─── Kutipan Dokumen ───

Tanggal 20 Mei sebagai Hari Kebangkitan
Nasional didasarkan atas peristiwa berdirinya Boedi Oetomo. Sedangkan para
tokoh BO (Boedi Oetomo) adalah pengikut Theosofi (sebuah perkumpulan
kebatinan yang berlandaskan pada tradisi Kabbalah Yahudi), anggota Freemasonry
dan Melecehkan Islam.
Sistem pendidikan yang dianut dalam BO
(Boedi Oetomo) sendiri adalah adopsi pendidikan Barat. BO sendiri sangat
kooperatif dengan pemerintah Kolonial, hal ini karena para pemimpinya digaji
oleh pemerintah Belanda.
Dalam rapat-rapat perkumpulan, Boedi Oetomo
menggunakan bahasa Belanda, bukan bahasa Indonesia . “Tidak pernah sekalipun
rapat Boedi Oetomo membahas tentang kesadaran berbangsa dan bernegara yang
merdeka.
BO tidak memiliki andil sedikit pun unuk
perjuangan kemerdekan, karena mereka para pegawai negeri yang digaji Belanda
untuk mempertahankan penjajahan yang dilakukan tuannya atas Indonesia . Dan BO tidak pula turut
serta mengantarkan bangsa ini ke pintu gerbang kemedekaan, karena telah bubar
pada tahun 1935.
· Sebuah majalah yang diterbitkan oleh
kelompok Theosofi bernama Majalah Pewarta Theosofie Boeat Indonesia Tahun 1930 menyebut Candi Borobudur sebagai “Baitullah di Tanah Java”. Theosofi
menganggap, antara ke Baitullah di Makkah dan Baitullah di Tanah Java sama saja
nilainya. Majalah Bangoen yang dikelola oleh aktivis Theosofi, Siti
Soemandari, juga pernah memuat pelecehan
terhadap istri-istri Rasulullah dan syariat poligami. Selain itu, sebuah surat kabar bernama Djawi
Hisworo yang dikelola oleh
para penganut kebatinan Theosofi juga melakukan pelecehan terhadap pribadi Nabi
Muhammad Shallallahu Alaihi wa Sallam. Pada 8 dan 11 Januari 1918,
Djawi Hisworo yang dipimpin oleh Marthodarshono memuat artikel yang
menyebut Nabi Muhammad sebagai pemabuk dan pemadat.

───

### Daftar Soal:
1. Menurut teks mengenai Boedi Oetomo, pada tahun berapa perkumpulan tersebut bubar?
2. Lanjutkan teks mengenai Boedi Oetomo dan kelompok Theosofi, dimulai setelah kalimat terakhir yang tercantum.

─── Entri Tersedia ───

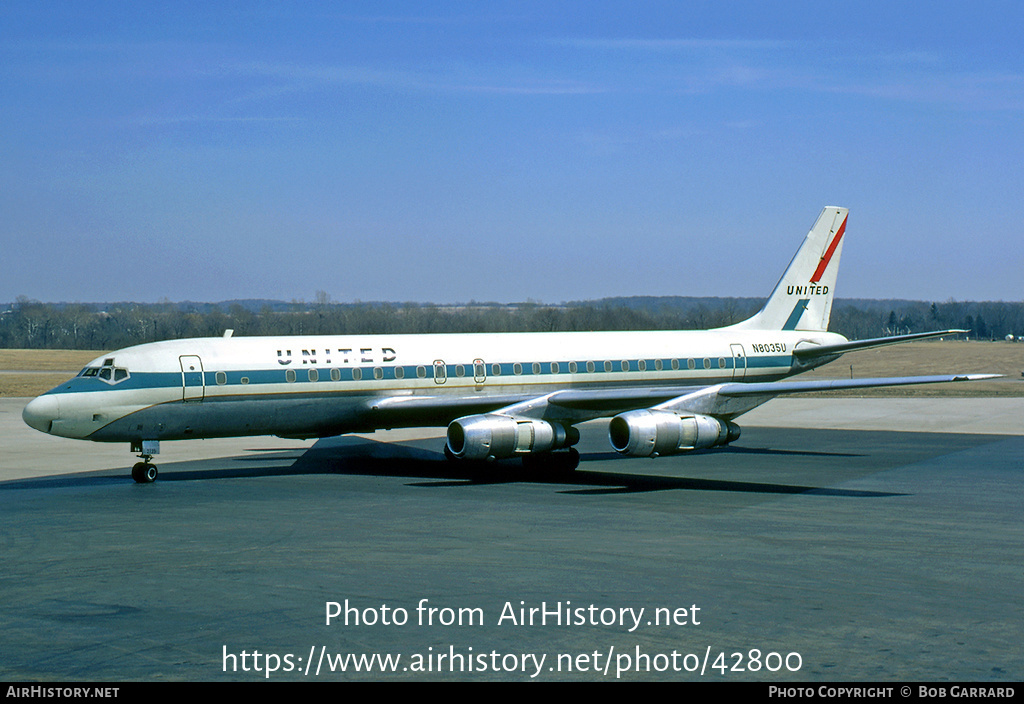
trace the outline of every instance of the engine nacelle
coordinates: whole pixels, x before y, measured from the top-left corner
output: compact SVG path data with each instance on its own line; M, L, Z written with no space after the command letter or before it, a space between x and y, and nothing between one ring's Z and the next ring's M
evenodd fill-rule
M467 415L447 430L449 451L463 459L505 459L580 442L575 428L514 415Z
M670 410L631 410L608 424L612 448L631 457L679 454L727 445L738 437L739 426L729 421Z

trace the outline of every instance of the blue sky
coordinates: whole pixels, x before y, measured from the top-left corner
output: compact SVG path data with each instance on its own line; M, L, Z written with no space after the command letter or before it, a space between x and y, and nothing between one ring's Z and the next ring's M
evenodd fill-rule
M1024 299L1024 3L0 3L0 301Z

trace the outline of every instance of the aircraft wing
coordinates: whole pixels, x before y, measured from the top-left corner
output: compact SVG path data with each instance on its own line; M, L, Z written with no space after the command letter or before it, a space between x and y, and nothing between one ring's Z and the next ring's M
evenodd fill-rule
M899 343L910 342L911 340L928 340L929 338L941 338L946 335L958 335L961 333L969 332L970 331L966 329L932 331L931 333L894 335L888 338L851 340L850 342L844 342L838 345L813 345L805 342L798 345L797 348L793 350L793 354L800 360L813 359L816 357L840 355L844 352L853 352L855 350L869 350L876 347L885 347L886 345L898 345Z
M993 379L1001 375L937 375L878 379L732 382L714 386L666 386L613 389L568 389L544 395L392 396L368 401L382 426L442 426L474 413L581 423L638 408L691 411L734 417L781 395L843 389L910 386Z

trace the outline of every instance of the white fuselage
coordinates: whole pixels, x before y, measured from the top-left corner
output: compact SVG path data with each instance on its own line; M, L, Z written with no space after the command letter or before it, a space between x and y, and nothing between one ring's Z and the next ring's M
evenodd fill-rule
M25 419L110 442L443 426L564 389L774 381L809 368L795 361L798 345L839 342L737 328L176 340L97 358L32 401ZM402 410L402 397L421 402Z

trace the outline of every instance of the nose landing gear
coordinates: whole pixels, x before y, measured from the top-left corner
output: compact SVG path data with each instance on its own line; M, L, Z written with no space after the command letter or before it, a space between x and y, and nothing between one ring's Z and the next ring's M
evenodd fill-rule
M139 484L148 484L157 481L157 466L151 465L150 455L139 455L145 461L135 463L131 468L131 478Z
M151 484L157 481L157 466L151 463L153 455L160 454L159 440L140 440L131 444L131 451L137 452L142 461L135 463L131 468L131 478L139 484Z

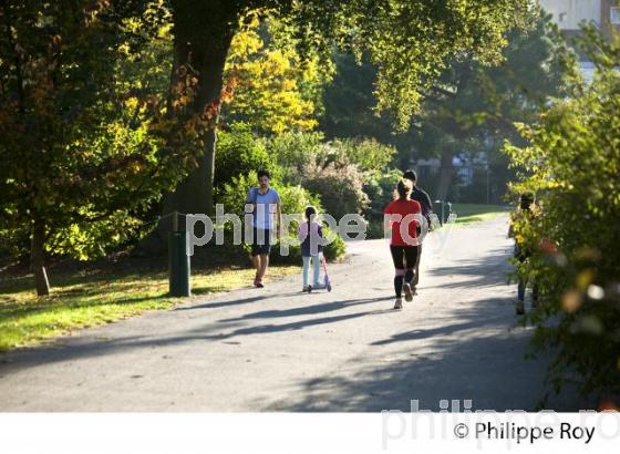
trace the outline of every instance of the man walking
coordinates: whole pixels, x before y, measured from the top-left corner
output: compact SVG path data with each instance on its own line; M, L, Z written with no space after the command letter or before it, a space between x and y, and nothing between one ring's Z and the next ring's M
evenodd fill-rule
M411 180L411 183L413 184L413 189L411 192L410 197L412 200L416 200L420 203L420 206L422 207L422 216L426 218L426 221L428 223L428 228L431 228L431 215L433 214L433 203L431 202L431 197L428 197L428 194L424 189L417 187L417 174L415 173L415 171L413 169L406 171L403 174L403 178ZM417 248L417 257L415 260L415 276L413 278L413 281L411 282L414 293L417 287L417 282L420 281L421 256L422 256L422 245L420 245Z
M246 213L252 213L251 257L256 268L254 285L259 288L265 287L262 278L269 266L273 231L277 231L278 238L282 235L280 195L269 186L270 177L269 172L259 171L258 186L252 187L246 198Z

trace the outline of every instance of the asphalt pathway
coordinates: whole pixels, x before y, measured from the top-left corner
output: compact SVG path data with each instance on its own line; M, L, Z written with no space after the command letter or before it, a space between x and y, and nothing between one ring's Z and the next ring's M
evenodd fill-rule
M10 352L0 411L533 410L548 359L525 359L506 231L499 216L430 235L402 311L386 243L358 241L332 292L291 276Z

───

### Jawaban Tiap Soal:
1. Boedi Oetomo bubar pada tahun 1935.

2.
· “Suara Umum”, sebuah media massa milik Boedi
Oetomo di bawah asuhan Dr. Soetomo terbitan Surabaya, dikutip oleh A. Hassan di
dalam Majalah “Al-Lisan” terdapat tulisan yang antara lain berbunyi, “Digul lebih utama
daripada Makkah”, “Buanglah Ka’bah dan jadikanlah Demak itu Kamu Punya Kiblat!”(Al-Lisan nomor 24,
1938).
Tanggal 20 Mei Negara Republik Indonesia memperingatinya sebagai
Hari Kebangkitan Nasional. Namun sebenarnya penentuan tanggal ini meninggalkan
permasalahan yang besar dalam sejarah perjuangan bangsa Indonesia dalam menegakkan
kemerdekaannya. Tidak banyak diungkap secara lebih lengkap dalam
buku-buku pendidikan sejarah di sekolah bahwa sebenarnya penentuan tanggal 20
Mei yang didasarkan atas peristiwa berdirinya Boedi Oetomo meninggalkan banyak
masalah, khususnya bagi umat Islam di Indonesia. Permasalahan itu antara lain :
Boedi Oetomo adalah organisasi yang bersifat
Jawa-Madura sentris, sama sekali bukan organisasi yang bersifat kebangsaan.
Tujuan Boedi Oetomo didirikan adalah untuk menggalang kerjasama guna
memajukan tanah dan bangsa Jawa dan Madura secara harmonis. Sistem pendidikan
yang dianut dalam BO sendiri adalah adopsi pendidikan Barat. BO sendiri sangat
kooperatif dengan pemerintah Kolonial, hal ini karena para pemimpinya digaji
oleh pemerintah Belanda.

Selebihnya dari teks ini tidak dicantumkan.